### The task
Which lines in the records below contain the string "surface" with the same capitalization? Copy out each of those lines.

--- Start Material ---

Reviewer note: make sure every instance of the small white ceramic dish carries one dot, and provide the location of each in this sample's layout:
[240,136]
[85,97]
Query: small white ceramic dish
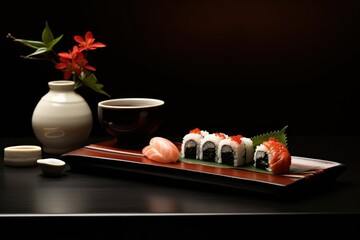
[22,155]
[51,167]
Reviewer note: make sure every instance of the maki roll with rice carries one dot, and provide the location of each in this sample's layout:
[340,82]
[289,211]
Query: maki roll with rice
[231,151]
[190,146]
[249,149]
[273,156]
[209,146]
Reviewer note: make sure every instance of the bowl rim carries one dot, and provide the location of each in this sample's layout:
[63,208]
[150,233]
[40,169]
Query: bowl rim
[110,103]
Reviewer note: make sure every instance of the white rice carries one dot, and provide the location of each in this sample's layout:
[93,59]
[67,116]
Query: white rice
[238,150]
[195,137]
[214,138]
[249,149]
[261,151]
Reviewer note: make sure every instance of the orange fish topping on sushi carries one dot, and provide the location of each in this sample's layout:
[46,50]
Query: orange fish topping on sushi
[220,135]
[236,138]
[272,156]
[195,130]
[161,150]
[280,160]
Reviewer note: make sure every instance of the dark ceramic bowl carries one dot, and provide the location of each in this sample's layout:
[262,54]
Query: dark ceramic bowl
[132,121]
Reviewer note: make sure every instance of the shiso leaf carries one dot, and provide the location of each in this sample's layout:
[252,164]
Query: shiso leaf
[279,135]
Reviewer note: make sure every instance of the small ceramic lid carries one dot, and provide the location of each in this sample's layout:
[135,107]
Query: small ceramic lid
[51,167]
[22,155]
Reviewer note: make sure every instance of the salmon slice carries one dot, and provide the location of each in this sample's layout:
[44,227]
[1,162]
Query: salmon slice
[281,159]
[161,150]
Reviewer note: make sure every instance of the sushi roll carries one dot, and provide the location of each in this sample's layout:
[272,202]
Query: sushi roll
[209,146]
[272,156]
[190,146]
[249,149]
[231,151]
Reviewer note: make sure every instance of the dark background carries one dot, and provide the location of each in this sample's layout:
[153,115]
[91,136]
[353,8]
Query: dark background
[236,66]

--- End Material ---
--- Start Material ---

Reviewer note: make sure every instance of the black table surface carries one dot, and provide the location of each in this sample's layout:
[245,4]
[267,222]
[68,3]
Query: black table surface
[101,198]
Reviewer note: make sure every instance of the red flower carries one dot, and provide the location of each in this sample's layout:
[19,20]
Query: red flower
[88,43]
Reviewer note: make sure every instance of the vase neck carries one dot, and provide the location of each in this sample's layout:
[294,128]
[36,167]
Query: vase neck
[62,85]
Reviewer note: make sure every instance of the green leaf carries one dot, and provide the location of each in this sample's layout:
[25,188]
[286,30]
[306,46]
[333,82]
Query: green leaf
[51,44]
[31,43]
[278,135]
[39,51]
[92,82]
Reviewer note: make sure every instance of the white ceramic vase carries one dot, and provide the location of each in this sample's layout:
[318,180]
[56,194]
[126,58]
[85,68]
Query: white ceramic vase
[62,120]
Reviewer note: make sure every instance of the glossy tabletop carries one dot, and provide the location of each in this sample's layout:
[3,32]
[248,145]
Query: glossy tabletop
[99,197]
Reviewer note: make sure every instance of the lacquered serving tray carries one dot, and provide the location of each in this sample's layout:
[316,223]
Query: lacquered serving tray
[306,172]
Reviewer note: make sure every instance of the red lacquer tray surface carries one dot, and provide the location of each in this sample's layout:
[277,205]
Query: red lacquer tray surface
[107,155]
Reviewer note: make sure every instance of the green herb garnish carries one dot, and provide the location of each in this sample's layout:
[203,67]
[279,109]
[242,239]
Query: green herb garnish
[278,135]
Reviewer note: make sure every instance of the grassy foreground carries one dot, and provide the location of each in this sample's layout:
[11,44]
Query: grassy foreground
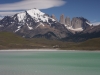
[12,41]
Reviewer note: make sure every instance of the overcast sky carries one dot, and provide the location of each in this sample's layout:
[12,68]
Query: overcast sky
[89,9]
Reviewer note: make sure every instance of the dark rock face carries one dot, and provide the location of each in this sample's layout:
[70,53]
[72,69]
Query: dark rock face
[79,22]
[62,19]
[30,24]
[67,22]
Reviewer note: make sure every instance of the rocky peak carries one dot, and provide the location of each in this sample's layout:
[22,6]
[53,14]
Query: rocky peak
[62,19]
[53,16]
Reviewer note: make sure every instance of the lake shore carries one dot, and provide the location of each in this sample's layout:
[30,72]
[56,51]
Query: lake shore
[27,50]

--- End Material ---

### Expected answer
Reviewer note: make sure every instance of the black table surface carries one dot, and provide the location of each in this sample's layout:
Query: black table surface
Reviewer note: make sure every instance of the red lacquer tray surface carries one dot, and provide the location of each in this sample's layout:
Query: red lacquer tray surface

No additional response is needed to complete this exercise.